:: EXERCISE OBJECTIVE ::
Quote exactly the lines from the one with "of the hazy" to the end of the data, both included; omit the pictures.

:: RAW DATA ::
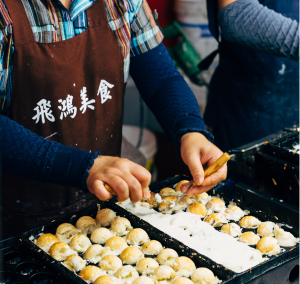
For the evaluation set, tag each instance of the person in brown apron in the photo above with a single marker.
(59, 86)
(39, 69)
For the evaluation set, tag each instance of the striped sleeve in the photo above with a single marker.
(145, 33)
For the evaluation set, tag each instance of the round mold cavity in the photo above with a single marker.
(28, 268)
(44, 278)
(7, 277)
(14, 258)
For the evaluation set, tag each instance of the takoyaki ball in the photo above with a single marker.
(166, 191)
(46, 241)
(268, 246)
(204, 276)
(184, 266)
(65, 232)
(232, 229)
(116, 244)
(101, 235)
(137, 237)
(131, 255)
(202, 197)
(120, 226)
(146, 266)
(215, 204)
(234, 213)
(152, 248)
(143, 280)
(105, 216)
(74, 263)
(95, 253)
(90, 273)
(60, 251)
(127, 273)
(215, 219)
(110, 263)
(80, 243)
(178, 185)
(197, 209)
(249, 222)
(182, 280)
(167, 256)
(164, 273)
(86, 225)
(249, 238)
(265, 229)
(105, 279)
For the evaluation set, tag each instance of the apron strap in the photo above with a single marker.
(22, 31)
(96, 14)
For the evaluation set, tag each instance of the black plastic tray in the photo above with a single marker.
(18, 265)
(223, 273)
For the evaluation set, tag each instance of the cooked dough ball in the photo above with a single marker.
(215, 204)
(120, 226)
(104, 279)
(101, 235)
(182, 280)
(249, 222)
(167, 256)
(74, 263)
(197, 209)
(268, 246)
(80, 243)
(127, 273)
(131, 255)
(143, 280)
(204, 276)
(96, 252)
(184, 266)
(178, 185)
(215, 219)
(265, 229)
(116, 244)
(152, 248)
(234, 213)
(146, 266)
(110, 263)
(166, 191)
(232, 229)
(164, 273)
(60, 251)
(90, 273)
(249, 238)
(203, 198)
(46, 241)
(137, 237)
(65, 232)
(86, 224)
(105, 216)
(284, 239)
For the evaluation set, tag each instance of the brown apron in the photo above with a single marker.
(74, 88)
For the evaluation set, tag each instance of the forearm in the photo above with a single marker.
(167, 94)
(27, 155)
(251, 24)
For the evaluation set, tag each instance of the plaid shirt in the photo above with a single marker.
(130, 20)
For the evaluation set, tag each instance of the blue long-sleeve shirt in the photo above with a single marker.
(30, 156)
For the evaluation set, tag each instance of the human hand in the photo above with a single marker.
(126, 178)
(196, 151)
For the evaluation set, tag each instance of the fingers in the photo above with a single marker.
(193, 162)
(100, 191)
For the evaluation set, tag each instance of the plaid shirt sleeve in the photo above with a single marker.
(145, 33)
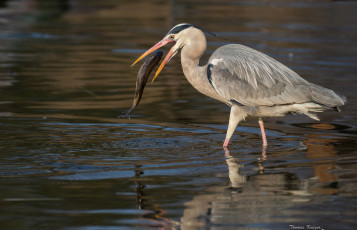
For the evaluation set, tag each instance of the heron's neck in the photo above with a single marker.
(196, 74)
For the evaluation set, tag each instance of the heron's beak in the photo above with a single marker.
(169, 55)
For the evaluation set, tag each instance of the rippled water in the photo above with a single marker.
(68, 160)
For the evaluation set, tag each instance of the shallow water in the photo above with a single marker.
(68, 160)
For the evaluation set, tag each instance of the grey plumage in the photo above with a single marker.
(250, 82)
(254, 79)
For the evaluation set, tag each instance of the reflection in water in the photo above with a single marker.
(265, 198)
(67, 162)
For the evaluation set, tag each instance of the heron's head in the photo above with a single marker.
(178, 35)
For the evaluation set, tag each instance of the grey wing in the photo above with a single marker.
(252, 78)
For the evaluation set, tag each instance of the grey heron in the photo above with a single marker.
(252, 83)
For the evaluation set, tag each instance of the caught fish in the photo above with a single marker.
(143, 76)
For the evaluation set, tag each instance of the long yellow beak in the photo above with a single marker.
(152, 49)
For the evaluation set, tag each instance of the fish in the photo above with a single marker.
(143, 75)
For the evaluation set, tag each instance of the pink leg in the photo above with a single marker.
(226, 142)
(264, 138)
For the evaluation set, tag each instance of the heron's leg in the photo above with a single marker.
(235, 117)
(262, 130)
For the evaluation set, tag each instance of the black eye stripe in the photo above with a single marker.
(178, 29)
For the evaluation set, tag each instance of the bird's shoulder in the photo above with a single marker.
(250, 77)
(251, 66)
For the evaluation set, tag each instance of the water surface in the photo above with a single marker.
(70, 161)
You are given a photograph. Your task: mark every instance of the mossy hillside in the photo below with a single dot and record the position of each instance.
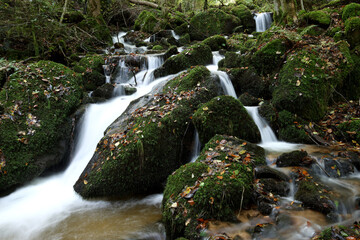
(309, 77)
(216, 42)
(147, 22)
(218, 184)
(352, 31)
(351, 10)
(270, 57)
(197, 54)
(137, 156)
(319, 17)
(212, 22)
(37, 101)
(244, 14)
(225, 115)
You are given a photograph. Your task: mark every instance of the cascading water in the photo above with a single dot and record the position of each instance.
(32, 211)
(263, 21)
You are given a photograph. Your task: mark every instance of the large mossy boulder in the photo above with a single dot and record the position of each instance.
(35, 124)
(198, 54)
(212, 22)
(244, 14)
(351, 10)
(319, 17)
(309, 77)
(225, 115)
(147, 142)
(352, 31)
(216, 42)
(218, 184)
(270, 57)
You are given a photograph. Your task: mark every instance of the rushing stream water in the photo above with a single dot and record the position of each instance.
(48, 208)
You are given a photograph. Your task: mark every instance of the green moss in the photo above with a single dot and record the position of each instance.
(351, 10)
(312, 30)
(319, 17)
(198, 54)
(352, 31)
(212, 22)
(246, 17)
(139, 152)
(270, 57)
(215, 42)
(37, 101)
(225, 115)
(157, 48)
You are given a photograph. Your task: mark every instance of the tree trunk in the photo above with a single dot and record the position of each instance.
(94, 9)
(145, 3)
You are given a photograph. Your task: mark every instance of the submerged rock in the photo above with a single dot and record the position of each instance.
(35, 124)
(225, 115)
(148, 141)
(214, 187)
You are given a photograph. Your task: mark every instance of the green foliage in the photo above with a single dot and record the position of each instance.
(225, 115)
(351, 10)
(352, 31)
(37, 102)
(212, 22)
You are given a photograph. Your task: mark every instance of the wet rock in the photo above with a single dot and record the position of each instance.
(295, 158)
(104, 91)
(315, 196)
(225, 115)
(148, 141)
(218, 191)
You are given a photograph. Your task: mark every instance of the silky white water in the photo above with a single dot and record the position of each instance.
(263, 21)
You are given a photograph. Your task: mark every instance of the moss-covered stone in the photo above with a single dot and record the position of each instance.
(270, 57)
(212, 22)
(319, 17)
(216, 42)
(147, 22)
(352, 31)
(312, 30)
(198, 54)
(35, 126)
(225, 115)
(351, 10)
(210, 187)
(307, 80)
(146, 143)
(244, 14)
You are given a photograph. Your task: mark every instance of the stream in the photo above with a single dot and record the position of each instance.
(49, 208)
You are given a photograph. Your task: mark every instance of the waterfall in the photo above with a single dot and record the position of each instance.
(263, 21)
(45, 202)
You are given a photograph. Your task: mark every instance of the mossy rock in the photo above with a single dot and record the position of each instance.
(312, 30)
(352, 31)
(225, 115)
(208, 192)
(244, 14)
(147, 22)
(318, 17)
(288, 131)
(351, 10)
(185, 39)
(270, 57)
(147, 142)
(313, 196)
(198, 54)
(306, 81)
(212, 22)
(35, 126)
(216, 42)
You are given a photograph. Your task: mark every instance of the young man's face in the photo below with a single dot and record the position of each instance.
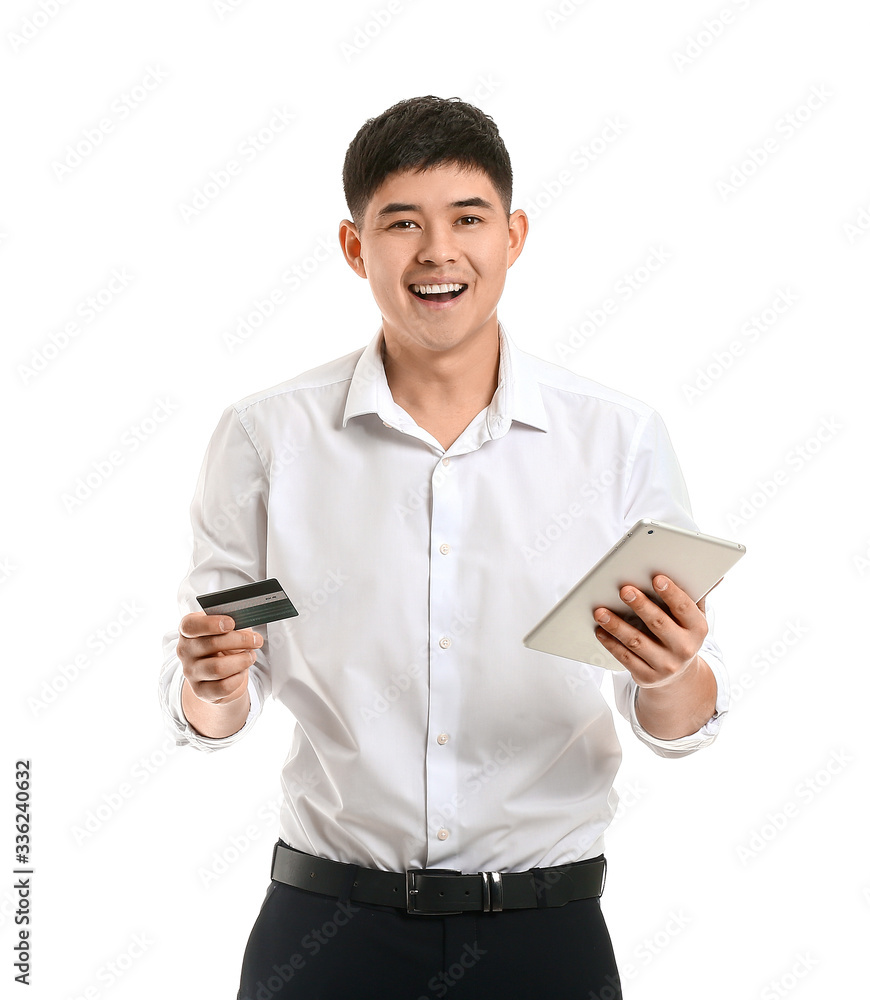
(442, 226)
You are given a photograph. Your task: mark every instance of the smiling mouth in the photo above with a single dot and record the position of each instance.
(438, 293)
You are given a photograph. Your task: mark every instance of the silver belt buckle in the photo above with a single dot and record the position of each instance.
(493, 892)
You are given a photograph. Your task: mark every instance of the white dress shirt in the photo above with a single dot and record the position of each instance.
(424, 734)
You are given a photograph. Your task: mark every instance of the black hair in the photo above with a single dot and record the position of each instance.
(423, 132)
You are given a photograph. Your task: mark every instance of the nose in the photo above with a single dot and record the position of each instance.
(438, 245)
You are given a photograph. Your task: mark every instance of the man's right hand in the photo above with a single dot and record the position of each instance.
(215, 658)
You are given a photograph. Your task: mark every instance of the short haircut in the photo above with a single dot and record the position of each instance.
(419, 133)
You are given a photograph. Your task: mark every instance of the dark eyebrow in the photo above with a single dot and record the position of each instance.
(395, 207)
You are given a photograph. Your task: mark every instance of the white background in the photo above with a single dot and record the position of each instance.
(739, 872)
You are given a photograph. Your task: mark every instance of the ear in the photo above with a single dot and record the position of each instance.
(518, 228)
(351, 246)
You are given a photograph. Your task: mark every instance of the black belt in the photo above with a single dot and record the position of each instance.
(439, 891)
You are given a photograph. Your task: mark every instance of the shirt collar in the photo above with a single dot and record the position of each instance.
(517, 396)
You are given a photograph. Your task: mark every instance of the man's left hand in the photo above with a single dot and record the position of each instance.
(670, 649)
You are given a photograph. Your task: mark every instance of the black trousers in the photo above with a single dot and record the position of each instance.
(305, 945)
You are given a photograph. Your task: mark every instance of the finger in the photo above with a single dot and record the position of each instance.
(631, 638)
(702, 604)
(208, 668)
(199, 623)
(659, 655)
(685, 611)
(207, 646)
(656, 618)
(639, 669)
(221, 689)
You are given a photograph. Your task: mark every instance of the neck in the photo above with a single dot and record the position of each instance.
(459, 379)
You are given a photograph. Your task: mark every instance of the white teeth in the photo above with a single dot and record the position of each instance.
(432, 289)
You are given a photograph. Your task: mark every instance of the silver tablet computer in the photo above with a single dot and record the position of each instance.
(695, 562)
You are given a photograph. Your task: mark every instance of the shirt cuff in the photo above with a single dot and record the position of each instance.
(186, 735)
(685, 745)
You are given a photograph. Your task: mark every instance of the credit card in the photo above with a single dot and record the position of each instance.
(252, 604)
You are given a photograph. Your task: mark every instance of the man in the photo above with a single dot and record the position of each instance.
(397, 493)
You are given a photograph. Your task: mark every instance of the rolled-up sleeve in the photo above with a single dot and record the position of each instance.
(228, 519)
(656, 489)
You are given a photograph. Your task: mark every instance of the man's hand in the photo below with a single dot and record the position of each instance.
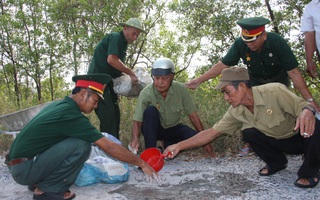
(151, 174)
(134, 78)
(133, 147)
(171, 151)
(312, 70)
(306, 123)
(208, 150)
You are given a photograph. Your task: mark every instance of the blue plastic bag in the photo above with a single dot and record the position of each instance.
(91, 175)
(100, 168)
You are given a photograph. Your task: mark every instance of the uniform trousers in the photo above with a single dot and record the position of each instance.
(273, 151)
(108, 112)
(56, 169)
(152, 130)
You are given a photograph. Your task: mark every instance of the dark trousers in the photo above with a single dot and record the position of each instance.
(153, 131)
(108, 113)
(272, 151)
(56, 169)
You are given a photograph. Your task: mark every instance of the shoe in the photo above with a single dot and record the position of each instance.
(271, 171)
(312, 182)
(245, 152)
(32, 187)
(53, 196)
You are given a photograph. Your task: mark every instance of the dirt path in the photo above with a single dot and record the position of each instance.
(184, 178)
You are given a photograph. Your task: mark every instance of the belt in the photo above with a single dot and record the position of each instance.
(17, 161)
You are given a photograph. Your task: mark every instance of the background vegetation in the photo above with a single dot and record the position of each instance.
(44, 43)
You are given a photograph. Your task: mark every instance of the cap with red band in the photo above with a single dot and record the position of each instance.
(252, 27)
(96, 82)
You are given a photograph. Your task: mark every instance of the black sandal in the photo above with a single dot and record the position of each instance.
(270, 170)
(312, 182)
(52, 196)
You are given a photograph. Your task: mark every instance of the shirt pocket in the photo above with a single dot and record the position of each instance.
(271, 118)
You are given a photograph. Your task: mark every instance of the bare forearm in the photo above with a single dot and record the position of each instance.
(194, 118)
(115, 62)
(202, 138)
(299, 83)
(310, 45)
(119, 152)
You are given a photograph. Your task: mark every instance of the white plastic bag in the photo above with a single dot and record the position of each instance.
(123, 86)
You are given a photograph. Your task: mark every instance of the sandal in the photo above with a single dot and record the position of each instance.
(53, 196)
(32, 187)
(312, 182)
(245, 152)
(270, 170)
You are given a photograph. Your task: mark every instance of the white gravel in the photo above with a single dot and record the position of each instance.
(187, 178)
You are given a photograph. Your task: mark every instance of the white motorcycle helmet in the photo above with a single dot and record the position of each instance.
(162, 67)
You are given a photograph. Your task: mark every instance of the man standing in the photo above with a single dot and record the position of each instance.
(310, 26)
(273, 120)
(160, 107)
(52, 148)
(109, 58)
(267, 56)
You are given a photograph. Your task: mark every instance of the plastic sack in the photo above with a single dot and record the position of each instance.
(123, 86)
(101, 168)
(106, 172)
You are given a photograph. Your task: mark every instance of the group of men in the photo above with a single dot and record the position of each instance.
(273, 120)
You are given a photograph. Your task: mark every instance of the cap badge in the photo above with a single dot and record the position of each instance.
(269, 111)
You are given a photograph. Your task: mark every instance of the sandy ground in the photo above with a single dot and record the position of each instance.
(187, 178)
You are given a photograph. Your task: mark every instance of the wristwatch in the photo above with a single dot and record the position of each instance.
(311, 108)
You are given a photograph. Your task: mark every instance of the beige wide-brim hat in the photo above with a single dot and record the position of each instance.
(133, 22)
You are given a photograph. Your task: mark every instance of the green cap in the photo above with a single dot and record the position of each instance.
(232, 74)
(252, 23)
(96, 82)
(133, 22)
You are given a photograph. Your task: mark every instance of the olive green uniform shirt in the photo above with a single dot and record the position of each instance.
(275, 112)
(269, 65)
(178, 100)
(54, 123)
(112, 44)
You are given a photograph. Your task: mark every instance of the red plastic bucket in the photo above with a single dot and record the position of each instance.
(153, 157)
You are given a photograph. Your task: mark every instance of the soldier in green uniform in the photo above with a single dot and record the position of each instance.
(52, 148)
(273, 120)
(160, 107)
(109, 58)
(267, 56)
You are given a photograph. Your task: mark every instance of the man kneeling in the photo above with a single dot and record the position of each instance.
(274, 121)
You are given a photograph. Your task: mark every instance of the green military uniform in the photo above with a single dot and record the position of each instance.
(108, 110)
(178, 100)
(275, 112)
(271, 63)
(162, 117)
(59, 141)
(51, 149)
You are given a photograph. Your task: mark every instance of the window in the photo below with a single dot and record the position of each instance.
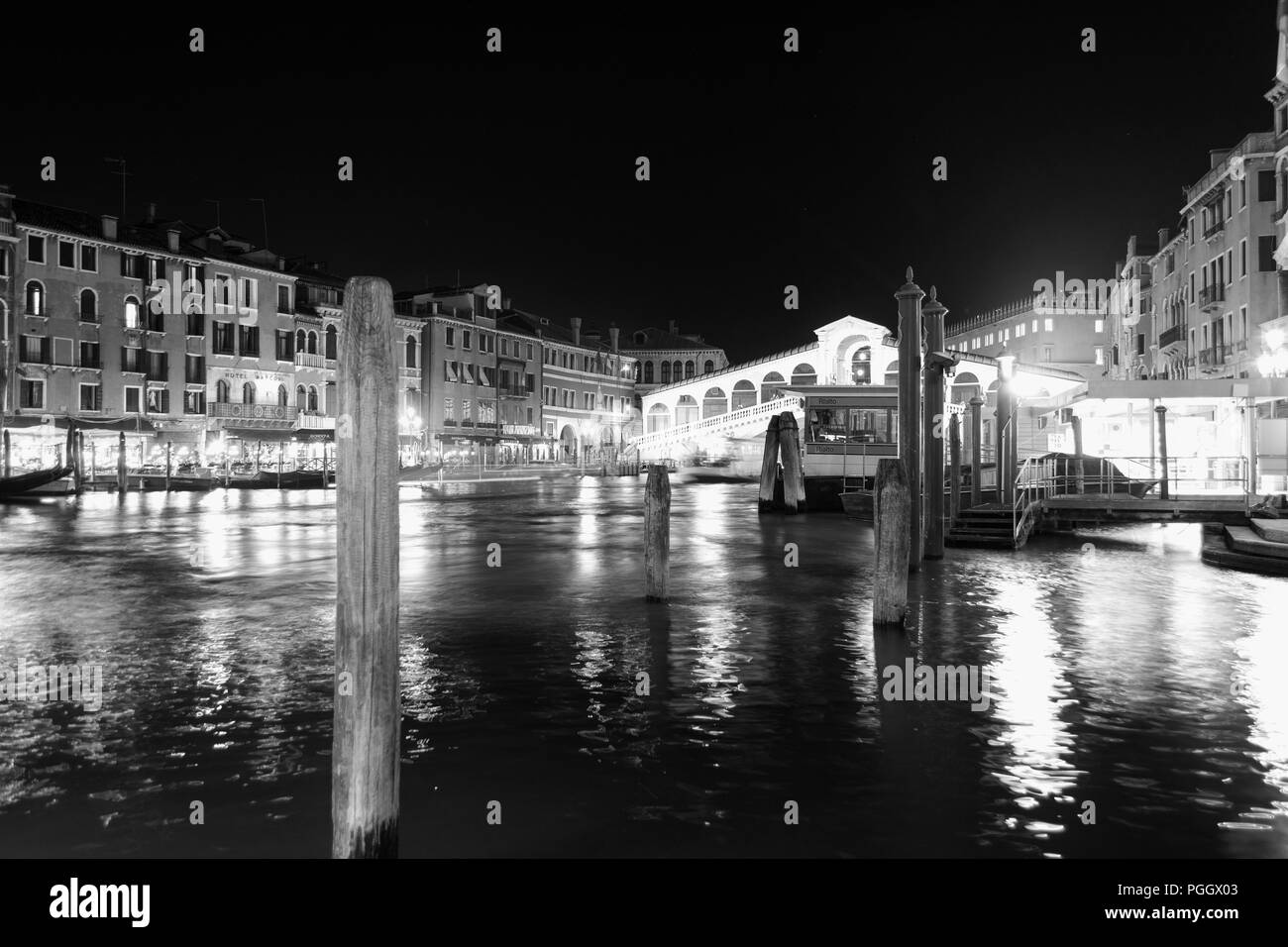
(159, 401)
(1265, 185)
(1265, 254)
(31, 393)
(91, 397)
(223, 338)
(35, 299)
(249, 342)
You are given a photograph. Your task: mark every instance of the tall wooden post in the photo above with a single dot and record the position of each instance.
(934, 431)
(893, 501)
(1080, 474)
(657, 535)
(123, 482)
(954, 459)
(365, 759)
(769, 467)
(910, 296)
(794, 472)
(1162, 450)
(977, 447)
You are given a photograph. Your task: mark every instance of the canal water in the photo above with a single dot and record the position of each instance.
(1136, 705)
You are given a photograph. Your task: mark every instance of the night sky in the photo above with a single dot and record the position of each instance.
(767, 167)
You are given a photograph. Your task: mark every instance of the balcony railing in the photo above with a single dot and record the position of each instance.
(1211, 295)
(253, 415)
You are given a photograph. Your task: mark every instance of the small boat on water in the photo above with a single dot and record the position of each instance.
(34, 483)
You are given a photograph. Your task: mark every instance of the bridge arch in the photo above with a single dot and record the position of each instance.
(743, 394)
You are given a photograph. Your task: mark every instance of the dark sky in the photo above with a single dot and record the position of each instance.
(767, 167)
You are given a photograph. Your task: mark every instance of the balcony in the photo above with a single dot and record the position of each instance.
(1211, 298)
(240, 415)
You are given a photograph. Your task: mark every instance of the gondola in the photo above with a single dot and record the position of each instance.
(22, 484)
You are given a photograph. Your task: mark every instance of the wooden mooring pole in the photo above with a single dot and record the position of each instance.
(657, 535)
(893, 540)
(910, 296)
(794, 474)
(365, 759)
(768, 467)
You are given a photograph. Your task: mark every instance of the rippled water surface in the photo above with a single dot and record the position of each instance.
(1132, 677)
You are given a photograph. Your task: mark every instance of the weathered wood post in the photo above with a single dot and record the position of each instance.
(954, 458)
(1078, 474)
(365, 759)
(657, 534)
(935, 428)
(910, 296)
(977, 449)
(769, 467)
(1164, 492)
(123, 482)
(893, 543)
(794, 471)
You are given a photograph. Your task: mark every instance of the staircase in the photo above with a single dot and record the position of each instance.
(990, 525)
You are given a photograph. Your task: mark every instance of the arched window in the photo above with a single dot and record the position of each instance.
(35, 298)
(861, 367)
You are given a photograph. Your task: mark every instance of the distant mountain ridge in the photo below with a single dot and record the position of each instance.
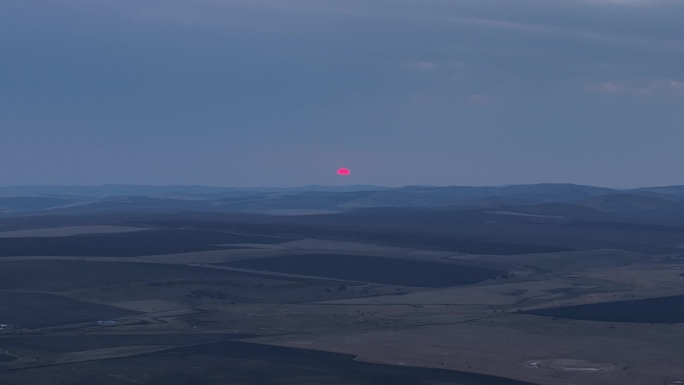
(555, 199)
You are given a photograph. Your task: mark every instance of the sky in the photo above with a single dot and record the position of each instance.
(283, 93)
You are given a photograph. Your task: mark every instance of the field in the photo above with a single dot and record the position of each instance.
(366, 268)
(205, 299)
(37, 310)
(653, 310)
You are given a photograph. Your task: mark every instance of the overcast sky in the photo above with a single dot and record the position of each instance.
(284, 92)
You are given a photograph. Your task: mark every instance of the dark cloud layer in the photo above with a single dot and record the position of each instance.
(266, 92)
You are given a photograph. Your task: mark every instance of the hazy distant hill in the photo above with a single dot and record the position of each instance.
(567, 201)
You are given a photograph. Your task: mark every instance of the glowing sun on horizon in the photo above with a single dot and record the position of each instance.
(343, 171)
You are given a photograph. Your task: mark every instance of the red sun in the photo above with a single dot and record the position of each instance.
(343, 171)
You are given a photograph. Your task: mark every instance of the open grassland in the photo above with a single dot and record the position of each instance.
(373, 269)
(412, 315)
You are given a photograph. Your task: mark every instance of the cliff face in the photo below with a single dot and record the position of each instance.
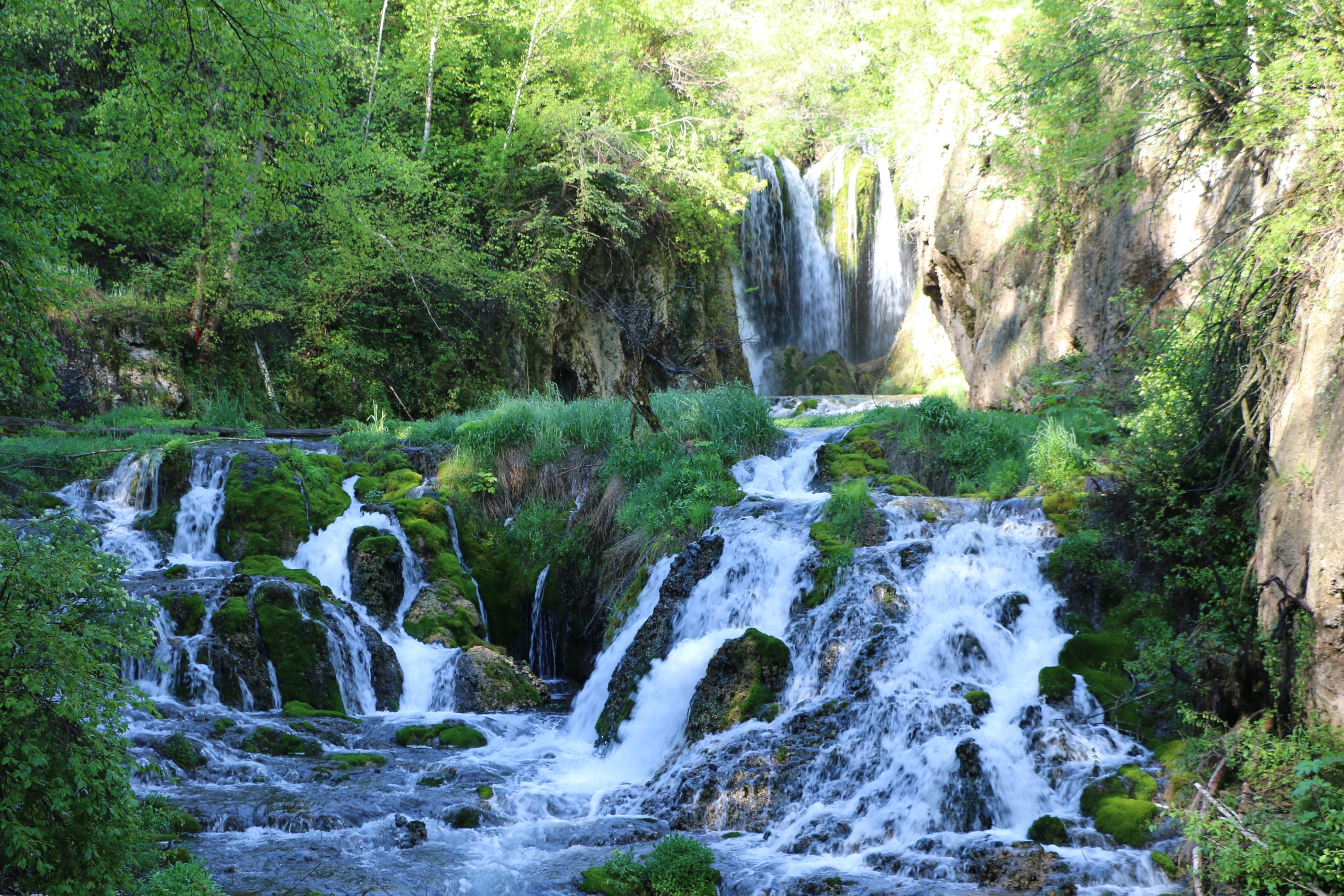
(582, 351)
(1300, 555)
(1008, 307)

:: OUTPUT OF THE TASK ::
You are given a photograph. Your task: mark every instance of the hazy distant hill in the photo above with a single dot and record the position of each instance.
(567, 201)
You are given a photograph. Your task: mark every instance of the glowing sun on horizon in the photo above with a single dot and record the position of each instance.
(343, 171)
You are given a photograph. Your task: mark every instance of the red sun in the photo above with a single dot and record the position of each instance.
(343, 171)
You are given a photograph. Your task: mark every instance of the open grassland in the photo above with a single dot and record the position of each instance.
(373, 269)
(412, 315)
You are given a photograph. Your task: mark every instance of the cliff face in the photo below with a single dot and record the position of each instance.
(582, 351)
(1300, 555)
(1008, 307)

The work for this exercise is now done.